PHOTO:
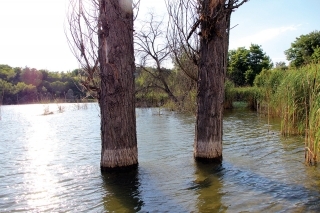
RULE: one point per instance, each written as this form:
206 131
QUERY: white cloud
262 36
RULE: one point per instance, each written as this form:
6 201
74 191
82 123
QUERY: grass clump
294 96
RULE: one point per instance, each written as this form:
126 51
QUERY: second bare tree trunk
212 68
116 96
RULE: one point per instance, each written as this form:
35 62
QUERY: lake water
51 164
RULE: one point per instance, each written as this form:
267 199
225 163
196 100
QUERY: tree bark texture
116 95
214 39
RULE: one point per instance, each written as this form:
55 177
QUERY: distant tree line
29 85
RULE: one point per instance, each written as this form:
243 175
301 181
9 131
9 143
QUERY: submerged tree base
112 159
208 151
133 167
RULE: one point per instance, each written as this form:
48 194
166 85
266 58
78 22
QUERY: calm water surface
51 164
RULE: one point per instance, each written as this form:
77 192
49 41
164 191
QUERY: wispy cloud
262 36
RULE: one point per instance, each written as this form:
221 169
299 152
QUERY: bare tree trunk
214 23
116 95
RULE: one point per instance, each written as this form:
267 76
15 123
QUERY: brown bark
116 95
214 23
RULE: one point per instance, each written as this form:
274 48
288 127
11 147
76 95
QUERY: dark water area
51 164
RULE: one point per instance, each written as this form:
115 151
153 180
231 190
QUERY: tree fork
214 38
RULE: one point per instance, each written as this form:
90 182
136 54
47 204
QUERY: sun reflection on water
41 184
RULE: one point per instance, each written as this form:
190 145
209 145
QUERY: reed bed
294 96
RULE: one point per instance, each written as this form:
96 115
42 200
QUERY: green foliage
29 85
244 64
304 50
294 96
6 72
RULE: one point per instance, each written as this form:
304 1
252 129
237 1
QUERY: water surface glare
51 164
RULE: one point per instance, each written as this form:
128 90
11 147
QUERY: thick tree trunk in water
116 96
215 22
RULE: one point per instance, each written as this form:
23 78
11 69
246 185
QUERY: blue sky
32 31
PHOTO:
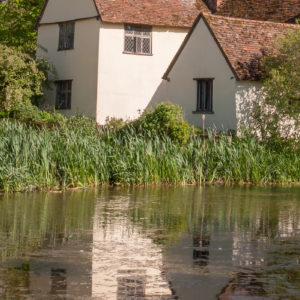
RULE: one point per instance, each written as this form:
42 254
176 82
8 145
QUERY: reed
72 156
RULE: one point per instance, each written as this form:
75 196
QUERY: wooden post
203 125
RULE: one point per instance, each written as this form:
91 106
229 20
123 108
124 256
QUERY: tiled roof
265 10
173 13
243 42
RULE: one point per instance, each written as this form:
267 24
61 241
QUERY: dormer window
66 36
138 39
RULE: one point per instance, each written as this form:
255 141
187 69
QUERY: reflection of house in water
126 263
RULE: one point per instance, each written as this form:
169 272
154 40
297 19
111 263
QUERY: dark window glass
137 39
66 36
63 94
204 95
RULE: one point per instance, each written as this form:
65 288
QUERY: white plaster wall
64 10
79 64
201 58
127 82
247 94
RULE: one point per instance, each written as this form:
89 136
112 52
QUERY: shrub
165 119
21 79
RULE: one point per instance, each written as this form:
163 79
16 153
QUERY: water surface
152 243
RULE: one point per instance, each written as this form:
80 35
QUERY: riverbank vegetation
78 153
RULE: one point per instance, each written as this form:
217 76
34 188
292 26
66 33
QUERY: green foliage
31 113
78 156
21 79
278 111
115 124
17 20
165 119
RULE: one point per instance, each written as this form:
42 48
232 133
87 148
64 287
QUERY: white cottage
110 55
216 71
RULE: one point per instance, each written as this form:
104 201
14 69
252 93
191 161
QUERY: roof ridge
251 20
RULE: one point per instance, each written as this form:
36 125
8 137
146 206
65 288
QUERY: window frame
200 103
59 36
68 91
135 36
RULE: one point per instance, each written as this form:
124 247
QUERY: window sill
202 112
140 54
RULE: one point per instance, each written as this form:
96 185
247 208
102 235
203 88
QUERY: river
190 242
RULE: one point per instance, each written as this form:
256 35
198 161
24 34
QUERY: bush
21 79
165 119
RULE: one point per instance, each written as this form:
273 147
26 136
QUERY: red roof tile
265 10
243 42
173 13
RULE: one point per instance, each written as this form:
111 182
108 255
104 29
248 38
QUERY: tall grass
72 156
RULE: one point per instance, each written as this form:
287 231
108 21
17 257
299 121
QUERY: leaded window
63 94
66 36
204 95
138 39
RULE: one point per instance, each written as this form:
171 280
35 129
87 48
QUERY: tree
21 79
17 21
278 111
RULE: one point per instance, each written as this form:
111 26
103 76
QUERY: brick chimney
213 5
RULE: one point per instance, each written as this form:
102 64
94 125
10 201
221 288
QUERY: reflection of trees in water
243 286
254 210
14 281
58 281
31 221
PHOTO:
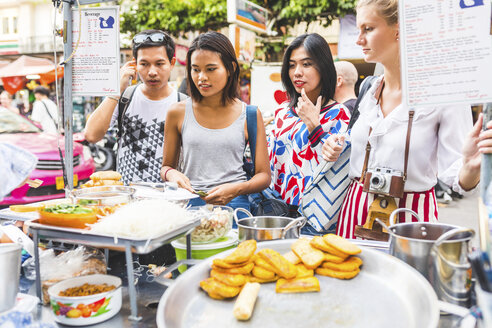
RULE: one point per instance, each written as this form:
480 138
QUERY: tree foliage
177 16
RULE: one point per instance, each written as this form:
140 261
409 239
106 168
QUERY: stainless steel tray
386 293
86 237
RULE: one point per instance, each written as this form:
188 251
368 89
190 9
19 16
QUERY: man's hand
308 112
221 195
127 71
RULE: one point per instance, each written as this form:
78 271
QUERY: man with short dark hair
142 123
347 76
44 110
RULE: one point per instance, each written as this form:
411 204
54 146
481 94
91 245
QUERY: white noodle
143 219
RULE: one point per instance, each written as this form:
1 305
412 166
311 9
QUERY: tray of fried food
229 275
103 178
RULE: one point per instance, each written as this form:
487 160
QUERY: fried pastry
281 266
260 280
245 303
310 256
298 285
216 288
242 253
292 258
236 280
333 258
221 264
245 269
350 264
337 274
262 273
303 272
262 263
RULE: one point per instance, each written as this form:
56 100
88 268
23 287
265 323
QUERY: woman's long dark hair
220 44
319 51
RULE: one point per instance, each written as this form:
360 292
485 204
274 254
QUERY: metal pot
438 251
10 258
267 227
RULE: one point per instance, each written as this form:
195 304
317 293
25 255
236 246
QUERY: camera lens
377 182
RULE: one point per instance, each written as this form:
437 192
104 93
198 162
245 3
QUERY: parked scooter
103 152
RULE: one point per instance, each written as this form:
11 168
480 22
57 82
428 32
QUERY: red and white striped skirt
355 208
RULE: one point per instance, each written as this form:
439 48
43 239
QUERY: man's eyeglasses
154 37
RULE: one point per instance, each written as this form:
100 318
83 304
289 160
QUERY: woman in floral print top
304 121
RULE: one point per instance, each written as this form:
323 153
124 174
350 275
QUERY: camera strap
411 113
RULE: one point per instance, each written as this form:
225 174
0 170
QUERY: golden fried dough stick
262 273
333 258
303 272
350 264
242 253
337 274
341 244
298 285
235 280
310 256
292 258
261 281
245 303
221 264
216 288
259 261
281 266
245 269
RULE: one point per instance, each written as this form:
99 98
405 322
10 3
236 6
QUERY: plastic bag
81 261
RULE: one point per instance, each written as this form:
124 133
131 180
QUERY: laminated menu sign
446 52
96 62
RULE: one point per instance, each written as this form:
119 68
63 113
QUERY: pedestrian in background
44 110
437 135
347 77
6 102
306 119
210 129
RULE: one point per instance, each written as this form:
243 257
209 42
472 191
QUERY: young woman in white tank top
211 131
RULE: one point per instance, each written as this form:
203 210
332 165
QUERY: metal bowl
85 310
104 195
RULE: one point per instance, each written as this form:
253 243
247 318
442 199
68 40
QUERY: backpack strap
123 103
366 84
252 130
182 96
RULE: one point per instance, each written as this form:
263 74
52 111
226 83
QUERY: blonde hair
387 9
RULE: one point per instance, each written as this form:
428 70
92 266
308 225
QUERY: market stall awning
13 74
27 65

PROBLEM TO SOLVE =>
Report each line in the items above that contains the word "camera".

COMPLETE OUTPUT =>
QUERY: camera lens
QUERY: camera strap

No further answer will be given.